Rewrite each line of the material below as a Markdown table with two columns, Number and Entry, numbering the rows and skipping any blank lines. Leave the pictures out of the table.

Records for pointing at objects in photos
------------------------------------------------------------------------
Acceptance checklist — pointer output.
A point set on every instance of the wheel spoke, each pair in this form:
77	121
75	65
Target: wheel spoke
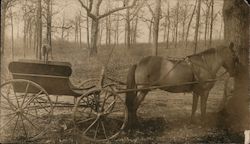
30	122
25	132
104	130
32	99
41	105
15	126
26	93
109	106
96	130
6	123
10	103
33	115
90	126
6	108
88	119
15	96
6	115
------------------------------------------------------------------------
- Completed exercise -
| Number | Entry |
|---|---|
| 1 | Acceptance checklist — pointer output. |
| 2 | A point set on every instance of the wheel spoke, each pair in this form: |
| 3 | 77	121 |
| 4 | 75	65 |
| 5 | Target: wheel spoke |
| 6 | 30	122 |
| 7 | 25	132 |
| 8 | 104	130 |
| 9 | 32	99 |
| 10 | 41	105 |
| 11 | 15	126 |
| 12 | 26	93 |
| 13 | 109	106 |
| 14 | 96	130 |
| 15 | 6	123 |
| 16 | 10	103 |
| 17 | 33	115 |
| 18 | 90	126 |
| 19 | 6	108 |
| 20 | 88	119 |
| 21 | 15	96 |
| 22 | 6	115 |